======== Page extract
(Epistemic status: attempting to clear up a misunderstanding about points I have attempted to make in the past. This post is not intended as an argument for those points.)
I have long said that the lion's share of the AI alignment problem seems to me to be about pointing powerful cognition at anything at all, rather than figuring out what to point it at.
It’s recently come to my attention that some people have misunderstood this point, so I’ll attempt to clarify here.
In saying the above, I do not mean the following:
(1) Any practical AI that you're dealing with will necessarily be cleanly internally organized around pursuing a single objective. Managing to put your own objective into this "goal slot" (as opposed to having the goal slot set by random happenstance) is a central difficult challenge. [Reminder: I am not asserting this]
Instead, I mean something more like the following:
(2) By default, the first minds humanity makes will be a terrible spaghetti-code mess, with no clearly-factored-out "goal" that the surrounding cognition pursues in a unified way. The mind will be more like a pile of complex, messily interconnected kludges, whose ultimate behavior is sensitive to the particulars of how it reflects and irons out the tensions within itself over time.
Making the AI even have something vaguely nearing a 'goal slot' that is stable under various operating pressures (such as reflection) during the course of operation, is an undertaking that requires mastery of cognition in its own right—mastery of a sort that we’re exceedingly unlikely to achieve if we just try to figure out how to build a mind, without filtering for approaches that are more legible and aimable.
Separately and independently, I believe that by the time an AI has fully completed the transition to hard superintelligence, it will have ironed out a bunch of the wrinkles and will be oriented around a particular goal (at least behaviorally, cf. efficiency—though I would also guess that the mental architecture ultimately ends up cleanly-factored (albeit not in a way that creates a single point of failure, goalwise)).
(But this doesn’t help solve the problem, because by the time the strongly superintelligent AI has ironed itself out into something with a "goal slot", it's not letting you touch it.)
Furthermore, insofar as the AI is capable of finding actions that force the future into some narrow band, I expect that it will tend to be reasonable to talk about the AI as if it is (more-or-less, most of the time) "pursuing some objective", even in the stage where it's in fact a giant kludgey mess that's sorting itself out over time in ways that are unpredictable to you.
I can see how my attempts to express these other beliefs could confuse people into thinking that I meant something more like (1) above (“Any practical AI that you're dealing with will necessarily be cleanly internally organized around pursuing a single objective…”), when in fact I mean something more like (2) (“By default, the first minds humanity makes will be a terrible spaghetti-code mess…”).
================
======== Data extract
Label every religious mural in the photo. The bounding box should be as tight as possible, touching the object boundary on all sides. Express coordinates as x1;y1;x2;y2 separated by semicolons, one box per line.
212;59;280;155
================
Set of tasks
**1)** In the post on AI alignment, print word for word the passage from "(Epistemic status: attempting" up to and including "point it at.".
**2)** According to the post on AI alignment, what will the first minds humanity makes be like by default?

Results in order
**1)**
(Epistemic status: attempting to clear up a misunderstanding about points I have attempted to make in the past. This post is not intended as an argument for those points.)
I have long said that the lion's share of the AI alignment problem seems to me to be about pointing powerful cognition at anything at all, rather than figuring out what to point it at.

**2)** A terrible spaghetti-code mess, with no clearly-factored-out "goal" that the surrounding cognition pursues in a unified way.